Task details: Extract and copy every line in the records below that contains the word "logo".

+++++

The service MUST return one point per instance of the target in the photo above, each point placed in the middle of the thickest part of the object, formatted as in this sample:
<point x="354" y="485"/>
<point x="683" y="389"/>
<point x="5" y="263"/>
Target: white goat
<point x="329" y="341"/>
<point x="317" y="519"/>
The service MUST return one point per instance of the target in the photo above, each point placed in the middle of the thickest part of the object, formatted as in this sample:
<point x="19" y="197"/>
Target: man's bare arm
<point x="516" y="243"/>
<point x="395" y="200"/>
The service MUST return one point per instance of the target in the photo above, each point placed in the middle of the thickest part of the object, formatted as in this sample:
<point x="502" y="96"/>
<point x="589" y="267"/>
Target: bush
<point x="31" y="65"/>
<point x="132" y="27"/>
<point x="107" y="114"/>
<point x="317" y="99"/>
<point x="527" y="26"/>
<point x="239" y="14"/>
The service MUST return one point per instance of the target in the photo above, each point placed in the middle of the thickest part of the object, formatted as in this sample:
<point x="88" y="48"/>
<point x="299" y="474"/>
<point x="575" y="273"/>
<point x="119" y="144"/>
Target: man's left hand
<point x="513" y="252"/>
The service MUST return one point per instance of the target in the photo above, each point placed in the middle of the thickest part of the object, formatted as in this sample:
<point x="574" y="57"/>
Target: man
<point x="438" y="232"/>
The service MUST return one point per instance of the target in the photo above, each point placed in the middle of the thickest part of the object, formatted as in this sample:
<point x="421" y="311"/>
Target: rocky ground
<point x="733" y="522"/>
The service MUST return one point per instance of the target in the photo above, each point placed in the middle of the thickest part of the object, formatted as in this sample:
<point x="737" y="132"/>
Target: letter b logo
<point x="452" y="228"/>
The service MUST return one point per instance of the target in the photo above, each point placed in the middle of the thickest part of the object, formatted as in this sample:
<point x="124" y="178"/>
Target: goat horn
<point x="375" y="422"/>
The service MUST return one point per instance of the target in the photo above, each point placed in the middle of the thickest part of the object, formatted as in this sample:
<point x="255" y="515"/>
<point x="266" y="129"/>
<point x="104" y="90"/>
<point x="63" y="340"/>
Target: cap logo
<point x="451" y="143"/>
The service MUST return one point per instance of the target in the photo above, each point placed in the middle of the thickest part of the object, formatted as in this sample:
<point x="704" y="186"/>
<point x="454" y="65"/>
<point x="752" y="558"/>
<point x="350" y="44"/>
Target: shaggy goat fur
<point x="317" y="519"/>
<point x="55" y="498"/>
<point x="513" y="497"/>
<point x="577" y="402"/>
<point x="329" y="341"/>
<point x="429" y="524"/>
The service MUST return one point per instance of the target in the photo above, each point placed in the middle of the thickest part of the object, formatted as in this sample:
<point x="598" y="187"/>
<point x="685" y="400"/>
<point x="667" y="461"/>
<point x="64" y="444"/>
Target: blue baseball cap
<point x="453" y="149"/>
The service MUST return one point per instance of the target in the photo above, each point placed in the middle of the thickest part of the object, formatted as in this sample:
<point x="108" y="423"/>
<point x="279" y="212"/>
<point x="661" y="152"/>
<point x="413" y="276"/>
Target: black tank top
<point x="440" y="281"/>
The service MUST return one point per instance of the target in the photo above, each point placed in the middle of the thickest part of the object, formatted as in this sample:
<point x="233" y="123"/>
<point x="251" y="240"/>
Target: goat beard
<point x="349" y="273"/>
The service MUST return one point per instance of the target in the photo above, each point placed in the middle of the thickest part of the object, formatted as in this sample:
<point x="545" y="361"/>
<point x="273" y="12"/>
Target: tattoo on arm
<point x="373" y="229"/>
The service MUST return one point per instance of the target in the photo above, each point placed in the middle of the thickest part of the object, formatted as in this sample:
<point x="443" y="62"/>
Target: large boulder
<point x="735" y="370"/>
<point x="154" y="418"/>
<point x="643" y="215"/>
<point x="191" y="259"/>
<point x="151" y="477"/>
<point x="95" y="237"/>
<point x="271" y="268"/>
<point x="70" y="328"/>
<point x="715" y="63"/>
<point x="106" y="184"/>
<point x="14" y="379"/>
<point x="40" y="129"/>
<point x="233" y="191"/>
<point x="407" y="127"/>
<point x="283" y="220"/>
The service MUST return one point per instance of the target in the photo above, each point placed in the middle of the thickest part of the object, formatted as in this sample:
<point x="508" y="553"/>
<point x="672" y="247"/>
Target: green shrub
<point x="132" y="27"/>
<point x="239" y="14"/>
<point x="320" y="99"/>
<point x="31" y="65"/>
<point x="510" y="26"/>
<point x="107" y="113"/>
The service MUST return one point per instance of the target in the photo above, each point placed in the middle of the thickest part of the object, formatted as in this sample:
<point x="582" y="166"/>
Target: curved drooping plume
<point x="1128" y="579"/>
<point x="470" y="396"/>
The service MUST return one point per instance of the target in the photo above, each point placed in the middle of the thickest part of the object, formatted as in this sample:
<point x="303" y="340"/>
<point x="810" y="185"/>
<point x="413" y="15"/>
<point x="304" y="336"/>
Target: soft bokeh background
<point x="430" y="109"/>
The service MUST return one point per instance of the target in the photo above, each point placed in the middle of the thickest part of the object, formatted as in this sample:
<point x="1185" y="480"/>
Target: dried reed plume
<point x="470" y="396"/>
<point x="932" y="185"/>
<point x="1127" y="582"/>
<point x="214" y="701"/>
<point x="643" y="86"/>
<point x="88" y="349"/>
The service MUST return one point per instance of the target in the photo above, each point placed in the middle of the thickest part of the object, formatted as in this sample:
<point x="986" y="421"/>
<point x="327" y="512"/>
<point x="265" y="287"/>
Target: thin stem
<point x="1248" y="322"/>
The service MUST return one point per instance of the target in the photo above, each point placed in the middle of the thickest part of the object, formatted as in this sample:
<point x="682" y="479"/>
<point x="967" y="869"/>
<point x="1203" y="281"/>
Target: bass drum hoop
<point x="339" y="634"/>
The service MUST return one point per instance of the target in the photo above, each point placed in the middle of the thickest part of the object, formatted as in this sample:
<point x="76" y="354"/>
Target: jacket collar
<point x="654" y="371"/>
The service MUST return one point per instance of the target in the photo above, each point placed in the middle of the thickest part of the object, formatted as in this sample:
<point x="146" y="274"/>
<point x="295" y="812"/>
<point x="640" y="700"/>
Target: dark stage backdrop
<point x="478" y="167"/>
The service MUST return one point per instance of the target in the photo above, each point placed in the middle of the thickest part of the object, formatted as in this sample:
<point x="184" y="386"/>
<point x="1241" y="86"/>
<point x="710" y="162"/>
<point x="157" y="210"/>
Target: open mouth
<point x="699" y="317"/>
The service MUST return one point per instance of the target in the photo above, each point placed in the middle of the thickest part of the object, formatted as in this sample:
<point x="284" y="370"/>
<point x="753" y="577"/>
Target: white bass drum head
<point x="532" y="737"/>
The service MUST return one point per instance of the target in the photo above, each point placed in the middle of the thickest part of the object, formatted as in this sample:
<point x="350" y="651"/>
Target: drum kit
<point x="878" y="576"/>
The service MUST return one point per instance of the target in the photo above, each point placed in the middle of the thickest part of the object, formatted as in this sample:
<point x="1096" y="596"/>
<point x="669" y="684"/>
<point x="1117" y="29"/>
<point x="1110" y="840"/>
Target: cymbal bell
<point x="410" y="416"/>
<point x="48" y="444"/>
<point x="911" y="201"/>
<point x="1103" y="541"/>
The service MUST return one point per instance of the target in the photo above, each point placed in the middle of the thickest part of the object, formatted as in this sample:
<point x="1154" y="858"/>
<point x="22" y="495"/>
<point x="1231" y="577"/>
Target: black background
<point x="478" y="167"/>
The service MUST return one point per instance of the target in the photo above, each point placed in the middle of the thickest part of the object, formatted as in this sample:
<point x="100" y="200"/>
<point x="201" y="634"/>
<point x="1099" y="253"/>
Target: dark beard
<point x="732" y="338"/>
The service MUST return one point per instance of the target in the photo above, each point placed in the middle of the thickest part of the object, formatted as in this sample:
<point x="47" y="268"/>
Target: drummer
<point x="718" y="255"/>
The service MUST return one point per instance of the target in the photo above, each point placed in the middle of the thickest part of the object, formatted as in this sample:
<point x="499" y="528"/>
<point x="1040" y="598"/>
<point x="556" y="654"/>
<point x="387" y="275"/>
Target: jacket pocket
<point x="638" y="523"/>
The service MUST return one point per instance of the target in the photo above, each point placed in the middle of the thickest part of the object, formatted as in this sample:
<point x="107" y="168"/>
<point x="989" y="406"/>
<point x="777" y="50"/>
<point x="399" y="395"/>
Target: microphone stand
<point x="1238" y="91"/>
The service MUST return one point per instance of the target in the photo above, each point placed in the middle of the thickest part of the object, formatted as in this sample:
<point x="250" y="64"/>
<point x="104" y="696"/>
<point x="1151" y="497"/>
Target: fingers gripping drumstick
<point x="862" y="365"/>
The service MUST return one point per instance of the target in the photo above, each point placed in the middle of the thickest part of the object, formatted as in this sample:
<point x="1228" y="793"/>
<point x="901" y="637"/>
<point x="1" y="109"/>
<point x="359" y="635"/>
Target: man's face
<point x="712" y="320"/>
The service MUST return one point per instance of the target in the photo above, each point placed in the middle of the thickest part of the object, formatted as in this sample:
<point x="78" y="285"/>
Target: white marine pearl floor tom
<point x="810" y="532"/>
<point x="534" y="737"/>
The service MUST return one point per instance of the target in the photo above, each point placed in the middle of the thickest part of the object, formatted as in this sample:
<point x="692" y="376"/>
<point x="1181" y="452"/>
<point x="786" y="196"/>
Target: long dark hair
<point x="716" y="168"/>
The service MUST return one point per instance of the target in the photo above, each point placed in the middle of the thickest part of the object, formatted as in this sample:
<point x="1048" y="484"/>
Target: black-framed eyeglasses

+++++

Answer to this task:
Target: letter b logo
Target: cap logo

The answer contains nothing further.